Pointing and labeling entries
┏━━

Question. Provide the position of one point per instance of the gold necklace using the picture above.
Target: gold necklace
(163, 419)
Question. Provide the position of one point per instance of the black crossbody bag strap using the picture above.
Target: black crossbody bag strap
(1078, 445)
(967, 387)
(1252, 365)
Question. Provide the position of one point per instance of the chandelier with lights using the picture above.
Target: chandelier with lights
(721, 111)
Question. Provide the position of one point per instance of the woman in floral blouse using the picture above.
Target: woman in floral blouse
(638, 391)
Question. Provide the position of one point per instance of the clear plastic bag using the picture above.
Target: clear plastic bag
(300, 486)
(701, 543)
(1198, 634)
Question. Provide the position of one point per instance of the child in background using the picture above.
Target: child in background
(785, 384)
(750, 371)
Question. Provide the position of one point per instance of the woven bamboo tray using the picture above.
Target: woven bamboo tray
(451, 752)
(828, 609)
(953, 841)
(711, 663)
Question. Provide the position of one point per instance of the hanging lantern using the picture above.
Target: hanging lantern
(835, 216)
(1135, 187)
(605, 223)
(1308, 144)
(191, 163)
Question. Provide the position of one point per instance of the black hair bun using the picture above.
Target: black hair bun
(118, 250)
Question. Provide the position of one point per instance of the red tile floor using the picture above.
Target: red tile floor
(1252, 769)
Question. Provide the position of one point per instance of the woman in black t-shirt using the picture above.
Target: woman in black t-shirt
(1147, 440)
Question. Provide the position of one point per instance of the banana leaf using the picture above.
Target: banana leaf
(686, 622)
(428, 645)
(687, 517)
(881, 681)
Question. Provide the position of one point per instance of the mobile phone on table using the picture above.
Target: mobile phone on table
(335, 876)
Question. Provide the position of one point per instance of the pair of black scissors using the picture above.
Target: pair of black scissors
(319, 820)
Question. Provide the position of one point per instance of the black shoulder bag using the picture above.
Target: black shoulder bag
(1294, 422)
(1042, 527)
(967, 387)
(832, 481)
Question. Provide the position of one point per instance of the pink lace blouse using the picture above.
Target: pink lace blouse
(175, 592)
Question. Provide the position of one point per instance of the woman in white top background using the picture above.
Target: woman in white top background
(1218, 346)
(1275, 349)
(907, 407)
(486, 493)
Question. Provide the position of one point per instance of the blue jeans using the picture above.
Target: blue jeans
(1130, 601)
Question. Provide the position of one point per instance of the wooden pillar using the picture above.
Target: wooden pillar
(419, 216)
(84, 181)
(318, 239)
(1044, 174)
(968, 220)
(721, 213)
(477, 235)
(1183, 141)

┗━━
┏━━

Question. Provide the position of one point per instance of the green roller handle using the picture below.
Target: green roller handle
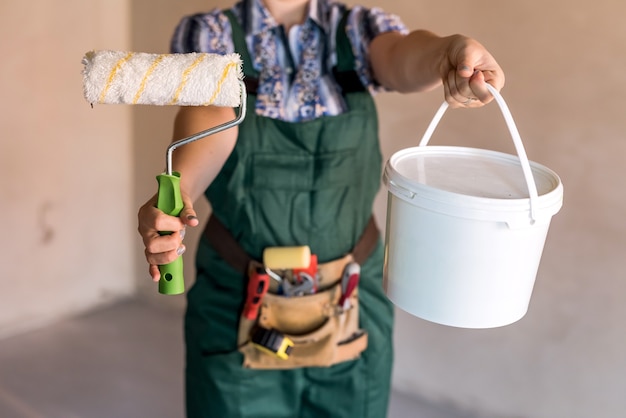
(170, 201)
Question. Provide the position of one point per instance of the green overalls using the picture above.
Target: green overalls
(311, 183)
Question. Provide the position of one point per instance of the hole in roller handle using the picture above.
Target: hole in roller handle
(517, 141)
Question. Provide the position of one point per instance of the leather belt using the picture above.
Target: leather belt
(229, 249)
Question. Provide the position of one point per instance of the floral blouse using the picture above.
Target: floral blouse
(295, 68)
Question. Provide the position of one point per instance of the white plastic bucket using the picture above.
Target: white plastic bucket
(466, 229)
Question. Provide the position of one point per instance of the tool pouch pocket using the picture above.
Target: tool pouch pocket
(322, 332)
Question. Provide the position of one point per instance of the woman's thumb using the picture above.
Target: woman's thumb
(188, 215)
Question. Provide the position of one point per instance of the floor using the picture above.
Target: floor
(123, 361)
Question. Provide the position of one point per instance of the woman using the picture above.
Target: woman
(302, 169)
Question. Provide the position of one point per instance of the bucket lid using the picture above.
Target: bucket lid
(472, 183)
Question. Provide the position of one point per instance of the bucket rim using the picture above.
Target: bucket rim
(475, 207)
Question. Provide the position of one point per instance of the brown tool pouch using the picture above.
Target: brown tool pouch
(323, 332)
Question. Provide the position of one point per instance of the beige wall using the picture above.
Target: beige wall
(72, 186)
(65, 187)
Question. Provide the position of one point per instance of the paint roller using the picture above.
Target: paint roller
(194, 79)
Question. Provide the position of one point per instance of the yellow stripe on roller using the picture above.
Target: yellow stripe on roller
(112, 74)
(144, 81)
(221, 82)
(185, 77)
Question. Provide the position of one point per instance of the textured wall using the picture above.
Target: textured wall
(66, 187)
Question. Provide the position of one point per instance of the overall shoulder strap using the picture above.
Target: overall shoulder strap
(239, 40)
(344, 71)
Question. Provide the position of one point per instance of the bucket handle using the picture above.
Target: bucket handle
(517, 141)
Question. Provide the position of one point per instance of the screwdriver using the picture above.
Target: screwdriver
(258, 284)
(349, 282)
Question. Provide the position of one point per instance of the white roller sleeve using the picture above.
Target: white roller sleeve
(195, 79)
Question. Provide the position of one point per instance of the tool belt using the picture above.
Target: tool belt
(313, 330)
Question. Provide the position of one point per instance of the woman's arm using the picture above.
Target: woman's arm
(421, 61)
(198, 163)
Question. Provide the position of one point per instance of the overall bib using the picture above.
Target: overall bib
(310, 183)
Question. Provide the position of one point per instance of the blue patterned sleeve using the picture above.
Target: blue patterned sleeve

┗━━

**PROBLEM STATEMENT**.
Write out, without any changes, everything in the rows from the line containing "lantern using the picture above." down to the line containing "(1183, 141)", including both of those lines.

**THE OUTPUT**.
Question. Provide the position of one point per instance of the hanging lantern using the picture above.
Target: hanging lantern
(835, 216)
(1135, 187)
(605, 223)
(1308, 144)
(191, 163)
Question. Provide the position of one point per instance of the black hair bun using the picture above.
Target: black hair bun
(118, 250)
Question. Provide the position of one point per instance of the red tile floor using the picture above.
Target: red tile floor
(1252, 769)
Question. Provide the position of one point per instance of the woman in black t-shirt using the picture above.
Target: woman in black t-shirt
(1147, 440)
Question. Provide the position of one point per instance of the banana leaf using the picture above.
Target: banana leaf
(686, 622)
(428, 645)
(687, 517)
(881, 681)
Question. Provide the position of one point per instance of the mobile phone on table using the picture above.
Target: mobile phone on table
(335, 876)
Question. Provide the position of one point per instance of the pair of black scissors using the picture above.
Target: pair of black scissors
(319, 820)
Question. Provide the position of one point per instance of the black shoulder bag using the picture above.
Target: black shoulder bag
(1294, 422)
(1042, 527)
(967, 387)
(832, 481)
Question. Provide the position of one point per instance of the pink lace blouse using the picture above.
Target: pink lace blouse
(175, 592)
Question. Provide the position of one point per instance of the woman in white top background using the picture above.
Target: woman in white top background
(1218, 346)
(1275, 349)
(907, 407)
(486, 493)
Question. Provide the position of one point per instance of the blue jeans using the picture above.
Target: blue jeans
(1130, 601)
Question. Provide the position of one point per instance of the wooden pillar using the picture above.
Target: wooden pillar
(419, 216)
(84, 181)
(318, 239)
(1044, 174)
(968, 220)
(721, 213)
(477, 235)
(1183, 141)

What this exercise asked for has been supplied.